■ **Instruksi Tertulis 1**
Dalam berita tentang sanggahan pelamar calon ASN, pada tanggal berapa masa sanggah dilaksanakan?
■ **Instruksi Tertulis 2**
Ulangi persis bagian dari berita tentang sanggahan pelamar calon ASN, dimulai pada kata-kata yang memuat "Pelamar Calon ASN Masih"; berhenti setelah "4-13 Agustus 2021.".
■ **Instruksi Tertulis 3**
Lanjutkan berita tentang kesulitan pelamar calon ASN menyampaikan sanggahan, mulai sesudah kalimat terakhir yang tercantum.

■ **Kutipan Teks**
::::::::::

Pelamar Calon ASN Masih Kesulitan Sampaikan Sanggahan
Setelah mengumumkan hasil seleksi administasi, pemerintah membuka kesempatan pelamar calon ASN mengajukan sanggahan. Masa sanggah dilaksanakan pada 4-6 Agustus dan jawaban sanggah dijadwalkan pada 4-13 Agustus 2021.
Oleh
PRAYOGI DWI SULISTYO
·3 menit baca
JAKARTA, KOMPAS — Ombudsman RI menyampaikan bahwa pelamar calon aparatur sipil negara atau ASN masih kesulitan menyampaikan sanggahan. Persoalan klasik ini akan disampaikan kepada pemerintah dan penyelenggara untuk perbaikan penerimaan calon ASN selanjutnya.

::::::::::

■ **Data yang Diberikan**

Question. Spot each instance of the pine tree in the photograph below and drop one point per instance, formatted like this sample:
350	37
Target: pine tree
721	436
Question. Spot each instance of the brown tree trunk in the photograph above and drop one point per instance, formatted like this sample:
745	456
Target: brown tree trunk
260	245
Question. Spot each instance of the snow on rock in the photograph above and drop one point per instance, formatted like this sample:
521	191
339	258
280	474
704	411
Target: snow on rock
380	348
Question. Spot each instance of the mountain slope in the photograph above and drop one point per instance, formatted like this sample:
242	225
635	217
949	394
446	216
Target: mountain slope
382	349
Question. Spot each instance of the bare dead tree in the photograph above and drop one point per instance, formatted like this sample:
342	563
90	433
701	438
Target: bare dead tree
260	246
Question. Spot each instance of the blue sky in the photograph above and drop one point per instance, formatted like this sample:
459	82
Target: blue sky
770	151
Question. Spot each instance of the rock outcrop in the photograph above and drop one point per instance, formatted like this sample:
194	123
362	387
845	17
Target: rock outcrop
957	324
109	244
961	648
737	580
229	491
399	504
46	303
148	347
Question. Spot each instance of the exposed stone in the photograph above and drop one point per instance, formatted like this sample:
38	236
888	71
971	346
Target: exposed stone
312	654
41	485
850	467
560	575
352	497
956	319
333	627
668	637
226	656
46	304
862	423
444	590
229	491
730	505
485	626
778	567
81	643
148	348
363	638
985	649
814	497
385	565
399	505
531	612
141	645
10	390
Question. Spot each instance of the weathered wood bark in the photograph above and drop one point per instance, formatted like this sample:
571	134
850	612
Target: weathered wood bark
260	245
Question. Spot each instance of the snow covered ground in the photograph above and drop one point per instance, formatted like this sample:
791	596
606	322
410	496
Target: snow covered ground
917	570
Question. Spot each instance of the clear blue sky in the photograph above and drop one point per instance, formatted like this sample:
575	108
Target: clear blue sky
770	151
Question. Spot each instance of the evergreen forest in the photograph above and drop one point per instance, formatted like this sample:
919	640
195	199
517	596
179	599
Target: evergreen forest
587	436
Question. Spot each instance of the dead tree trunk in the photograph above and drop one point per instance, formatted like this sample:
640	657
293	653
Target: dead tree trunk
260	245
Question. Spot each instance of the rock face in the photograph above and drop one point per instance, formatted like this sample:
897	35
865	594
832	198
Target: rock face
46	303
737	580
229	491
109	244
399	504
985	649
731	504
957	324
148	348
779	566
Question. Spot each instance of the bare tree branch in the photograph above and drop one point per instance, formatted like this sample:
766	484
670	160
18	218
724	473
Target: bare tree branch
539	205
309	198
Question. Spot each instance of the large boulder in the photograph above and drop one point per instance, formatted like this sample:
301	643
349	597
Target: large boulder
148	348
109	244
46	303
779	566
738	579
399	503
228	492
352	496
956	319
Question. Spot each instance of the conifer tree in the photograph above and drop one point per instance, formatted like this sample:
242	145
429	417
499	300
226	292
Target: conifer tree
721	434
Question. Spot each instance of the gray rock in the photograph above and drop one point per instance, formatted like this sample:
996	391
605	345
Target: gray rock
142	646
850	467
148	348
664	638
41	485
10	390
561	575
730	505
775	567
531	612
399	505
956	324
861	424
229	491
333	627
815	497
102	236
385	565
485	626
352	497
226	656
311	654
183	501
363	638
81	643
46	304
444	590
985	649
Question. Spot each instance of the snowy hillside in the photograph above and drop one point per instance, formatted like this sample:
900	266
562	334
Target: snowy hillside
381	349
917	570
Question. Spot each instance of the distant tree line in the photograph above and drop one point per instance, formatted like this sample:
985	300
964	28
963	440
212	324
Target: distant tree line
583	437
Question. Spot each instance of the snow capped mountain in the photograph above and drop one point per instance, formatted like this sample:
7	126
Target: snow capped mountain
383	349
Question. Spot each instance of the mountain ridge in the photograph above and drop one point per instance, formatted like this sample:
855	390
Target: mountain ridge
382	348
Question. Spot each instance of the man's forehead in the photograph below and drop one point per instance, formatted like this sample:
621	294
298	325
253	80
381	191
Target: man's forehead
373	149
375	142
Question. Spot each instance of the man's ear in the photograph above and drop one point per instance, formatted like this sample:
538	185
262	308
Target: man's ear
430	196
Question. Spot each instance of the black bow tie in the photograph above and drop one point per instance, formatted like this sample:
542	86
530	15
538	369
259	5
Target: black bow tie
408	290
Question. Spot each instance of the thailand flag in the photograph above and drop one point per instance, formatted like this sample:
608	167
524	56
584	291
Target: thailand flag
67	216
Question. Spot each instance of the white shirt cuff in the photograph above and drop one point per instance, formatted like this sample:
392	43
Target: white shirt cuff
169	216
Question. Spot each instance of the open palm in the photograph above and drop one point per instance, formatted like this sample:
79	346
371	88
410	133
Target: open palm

::::::::::

■ **Jawaban Tugas 1**
Pada 4-6 Agustus.

■ **Jawaban Tugas 2**
Pelamar Calon ASN Masih Kesulitan Sampaikan Sanggahan
Setelah mengumumkan hasil seleksi administasi, pemerintah membuka kesempatan pelamar calon ASN mengajukan sanggahan. Masa sanggah dilaksanakan pada 4-6 Agustus dan jawaban sanggah dijadwalkan pada 4-13 Agustus 2021.

■ **Jawaban Tugas 3**
Anggota Ombudsman RI, Robert Na Endi Jaweng, Rabu (11/8/2021), menyampaikan, sejak Ombudsman membuka Posko Pengaduan Seleksi Calon ASN 2021, pekan lalu, ada dua persoalan yang banyak dilaporkan oleh pelamar. ”(Laporannya) berulang, isu-isu klasik. Dari sisi teknis, saluran komunikasi ke pansel (panitia seleksi) untuk memberikan sanggahan,” kata Robert ketika dihubungi dari Jakarta.
Setelah mengumumkan hasil seleksi administasi, pemerintah membuka kesempatan pelamar untuk mengajukan sanggahan. Masa sanggah dilaksanakan pada 4-6 Agustus dan jawaban sanggah dijadwalkan pada 4-13 Agustus 2021.
Robert mengungkapkan, selama masa sanggah, pelamar masih kesulitan untuk menghubungi nomor pusat pengaduan. Padahal, seharusnya pansel menempatkan pengaduan dan penanganan laporan sebagai hal yang sangat penting. Jika penyelenggara mengoptimalkan sumber daya aparatur yang ada, tidak akan ada keluhan sulit mengakses.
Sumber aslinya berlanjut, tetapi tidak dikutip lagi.